▶ _Text excerpt_:
╭──
Spent some time last night reading through the various response briefs from the media entities to Team Libby’s big response.  And I have to say, it was a fun read through in terms of lawyering, but also in terms of the level of snark that the lawyers managed to slip into their counterpunch at Team Libby and their evolving defense theories.  (A huge thank you goes out to Jeralyn for hosting all these docs at TalkLeft.  Gracias!)

I previously discussed the Team Libby filing in The Miller’s Tale and Other Legal Wranglings, Part I, Part II and Part III.  (Man, am I wordy or what?  Sheesh.)  Jane covered the Judy Miller response to Team Libby in Drama — let’s just say La Diva Judy is not so happy with Scooter these days.

The other media responses:  from NBC News and on behalf of Andrea Mitchell and Tim Russert; from Matt Cooper; and from Time Magazine — well, they are just a hoot, and I’m especially fond of the NBC response.  All of the media responses to Team Libby can be summed up thusly:  you are reaching, you don’t get to go on a fishing expedition to save your client’s behind, and we aren’t handing over anything that isn’t material to the case without the judge ordering us to do so, and we doubt that he will.

Here’s a prime example of that sentiment from the NBC/Mitchell/Russert response brief:

Defendant’s case rests entirely on serial speculation — i.e., if Ms. Mitchell knew about Ms. Wilson and her employment prior to July 11, and if Ms. Mitchell shared that information with Mr. Russert before he talked with Defendant, and if Mr. Russert then shared the same information with Defendant, then her testimony would "be important to the defense."  (p. 4 of brief) (emphasis NBC’s lawyers)
╰──
▶ _Information provided_:
╭──
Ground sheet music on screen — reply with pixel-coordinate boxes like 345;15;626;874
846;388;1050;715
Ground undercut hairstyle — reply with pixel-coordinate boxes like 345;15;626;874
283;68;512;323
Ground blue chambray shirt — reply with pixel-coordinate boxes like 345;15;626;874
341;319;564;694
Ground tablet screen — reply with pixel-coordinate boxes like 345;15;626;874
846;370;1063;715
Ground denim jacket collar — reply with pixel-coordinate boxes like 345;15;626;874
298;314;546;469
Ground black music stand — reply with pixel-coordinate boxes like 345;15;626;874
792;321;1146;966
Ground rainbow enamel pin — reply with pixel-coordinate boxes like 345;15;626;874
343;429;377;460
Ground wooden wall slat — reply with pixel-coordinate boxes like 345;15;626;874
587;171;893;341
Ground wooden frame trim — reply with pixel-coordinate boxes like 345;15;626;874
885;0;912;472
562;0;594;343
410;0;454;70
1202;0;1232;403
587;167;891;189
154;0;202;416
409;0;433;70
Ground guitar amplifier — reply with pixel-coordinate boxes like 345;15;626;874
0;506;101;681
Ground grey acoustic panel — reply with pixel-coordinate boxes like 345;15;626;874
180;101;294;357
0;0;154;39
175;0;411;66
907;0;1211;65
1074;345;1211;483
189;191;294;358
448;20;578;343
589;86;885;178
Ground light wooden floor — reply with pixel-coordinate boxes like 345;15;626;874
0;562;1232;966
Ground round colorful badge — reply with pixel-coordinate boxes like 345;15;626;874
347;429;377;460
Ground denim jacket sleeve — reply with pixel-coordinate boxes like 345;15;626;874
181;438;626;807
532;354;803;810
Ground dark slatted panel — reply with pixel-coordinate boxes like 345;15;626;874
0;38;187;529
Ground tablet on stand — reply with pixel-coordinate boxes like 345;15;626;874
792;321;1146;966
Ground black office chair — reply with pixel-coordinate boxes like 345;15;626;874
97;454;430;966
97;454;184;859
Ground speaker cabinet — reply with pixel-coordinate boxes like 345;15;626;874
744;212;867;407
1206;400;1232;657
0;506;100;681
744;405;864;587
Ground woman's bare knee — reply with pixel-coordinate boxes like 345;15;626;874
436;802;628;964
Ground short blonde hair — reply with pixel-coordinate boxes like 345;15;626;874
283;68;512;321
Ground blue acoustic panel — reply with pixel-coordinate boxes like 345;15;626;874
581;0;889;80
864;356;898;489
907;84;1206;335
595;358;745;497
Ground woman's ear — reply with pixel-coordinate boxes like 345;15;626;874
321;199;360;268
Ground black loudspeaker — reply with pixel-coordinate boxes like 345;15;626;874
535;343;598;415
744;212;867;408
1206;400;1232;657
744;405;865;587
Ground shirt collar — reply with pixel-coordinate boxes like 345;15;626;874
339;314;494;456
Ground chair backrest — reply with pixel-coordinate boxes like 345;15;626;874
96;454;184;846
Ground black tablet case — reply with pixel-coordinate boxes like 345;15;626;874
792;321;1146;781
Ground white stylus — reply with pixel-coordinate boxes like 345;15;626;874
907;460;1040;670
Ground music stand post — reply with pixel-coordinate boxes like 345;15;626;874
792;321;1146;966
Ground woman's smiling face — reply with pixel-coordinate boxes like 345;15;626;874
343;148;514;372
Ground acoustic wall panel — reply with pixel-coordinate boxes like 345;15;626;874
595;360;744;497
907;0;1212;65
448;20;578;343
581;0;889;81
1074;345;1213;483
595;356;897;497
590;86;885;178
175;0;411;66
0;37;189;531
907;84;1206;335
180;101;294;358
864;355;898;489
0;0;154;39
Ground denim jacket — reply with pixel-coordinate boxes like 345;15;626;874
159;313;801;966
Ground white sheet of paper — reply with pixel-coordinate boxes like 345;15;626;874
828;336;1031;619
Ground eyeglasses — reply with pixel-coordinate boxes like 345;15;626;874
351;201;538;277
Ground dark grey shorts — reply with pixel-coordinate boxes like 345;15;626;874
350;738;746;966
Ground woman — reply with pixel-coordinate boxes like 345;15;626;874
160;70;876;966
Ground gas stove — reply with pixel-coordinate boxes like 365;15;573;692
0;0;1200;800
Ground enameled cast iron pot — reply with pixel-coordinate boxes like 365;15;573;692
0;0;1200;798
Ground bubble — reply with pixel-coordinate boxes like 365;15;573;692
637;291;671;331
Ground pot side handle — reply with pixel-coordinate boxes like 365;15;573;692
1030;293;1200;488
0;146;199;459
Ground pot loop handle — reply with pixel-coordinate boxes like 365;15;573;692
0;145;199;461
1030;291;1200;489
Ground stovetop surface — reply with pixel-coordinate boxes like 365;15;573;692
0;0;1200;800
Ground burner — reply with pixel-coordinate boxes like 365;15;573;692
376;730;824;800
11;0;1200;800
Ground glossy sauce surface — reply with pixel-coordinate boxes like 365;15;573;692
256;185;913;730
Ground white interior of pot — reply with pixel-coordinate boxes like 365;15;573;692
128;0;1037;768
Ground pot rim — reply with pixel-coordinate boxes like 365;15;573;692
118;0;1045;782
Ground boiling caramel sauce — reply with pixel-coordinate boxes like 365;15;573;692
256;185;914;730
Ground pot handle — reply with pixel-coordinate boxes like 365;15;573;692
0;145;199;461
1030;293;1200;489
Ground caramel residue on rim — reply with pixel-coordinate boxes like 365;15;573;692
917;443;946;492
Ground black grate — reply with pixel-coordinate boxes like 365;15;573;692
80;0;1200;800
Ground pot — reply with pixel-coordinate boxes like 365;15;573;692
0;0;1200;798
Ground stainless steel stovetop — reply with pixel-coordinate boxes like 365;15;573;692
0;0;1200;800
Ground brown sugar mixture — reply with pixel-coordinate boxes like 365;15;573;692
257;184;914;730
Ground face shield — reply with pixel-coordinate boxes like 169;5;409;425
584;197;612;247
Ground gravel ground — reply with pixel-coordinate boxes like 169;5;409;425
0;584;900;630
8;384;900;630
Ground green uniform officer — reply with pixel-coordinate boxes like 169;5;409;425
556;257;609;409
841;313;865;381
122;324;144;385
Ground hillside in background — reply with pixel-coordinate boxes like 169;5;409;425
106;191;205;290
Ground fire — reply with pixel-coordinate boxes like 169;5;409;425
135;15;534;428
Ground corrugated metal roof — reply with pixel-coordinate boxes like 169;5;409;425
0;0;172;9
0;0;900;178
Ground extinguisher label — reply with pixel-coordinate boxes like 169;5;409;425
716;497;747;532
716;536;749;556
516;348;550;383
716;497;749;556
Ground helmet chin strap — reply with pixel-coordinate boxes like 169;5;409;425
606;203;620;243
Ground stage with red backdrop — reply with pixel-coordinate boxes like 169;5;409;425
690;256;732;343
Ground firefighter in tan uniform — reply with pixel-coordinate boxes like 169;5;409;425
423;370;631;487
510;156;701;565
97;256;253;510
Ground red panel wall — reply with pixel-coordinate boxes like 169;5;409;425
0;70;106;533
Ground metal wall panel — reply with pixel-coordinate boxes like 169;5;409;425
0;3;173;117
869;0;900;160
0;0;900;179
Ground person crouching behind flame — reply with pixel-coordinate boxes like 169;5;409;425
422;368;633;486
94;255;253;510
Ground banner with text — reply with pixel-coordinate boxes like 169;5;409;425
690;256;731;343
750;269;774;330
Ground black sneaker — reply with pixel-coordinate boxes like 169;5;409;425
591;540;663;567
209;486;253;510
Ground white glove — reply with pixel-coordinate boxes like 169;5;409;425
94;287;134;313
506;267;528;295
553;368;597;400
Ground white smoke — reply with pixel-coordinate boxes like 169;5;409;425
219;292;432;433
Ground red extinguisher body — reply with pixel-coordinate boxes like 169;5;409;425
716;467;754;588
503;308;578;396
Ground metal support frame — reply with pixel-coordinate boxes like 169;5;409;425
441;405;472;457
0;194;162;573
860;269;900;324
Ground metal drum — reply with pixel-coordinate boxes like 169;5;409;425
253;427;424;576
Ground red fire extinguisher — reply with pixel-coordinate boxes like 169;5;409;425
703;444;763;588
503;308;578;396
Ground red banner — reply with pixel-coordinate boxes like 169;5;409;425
╰──
▶ _Tasks and exercises_:
[1] Answer from the blog post:
(a) Who is thanked for hosting the documents, and on what site?
(b) Who covered the Judy Miller response, and under what title?
(c) Which media response is the writer especially fond of?
[2] Please list every media response to Team Libby named in the blog post, along with who each one comes from.
[3] According to the NBC/Mitchell/Russert brief quoted in the blog post, why does the defendant's case rest on "serial speculation"?
The entries have no role in what comes next.

▶ _Task-by-task solutions_:
[1]
(a) Jeralyn, at TalkLeft.
(b) Jane, in Drama.
(c) The NBC response.

[2]
- Judy Miller
- NBC News, on behalf of Andrea Mitchell and Tim Russert
- Matt Cooper
- Time Magazine

[3] Mitchell's testimony would only matter to the defense if a chain of conditions all held. She would have had to know about Ms. Wilson and her employment before July 11. She would also have had to share that with Russert before he talked with the defendant, and Russert would then have had to pass the same information to the defendant.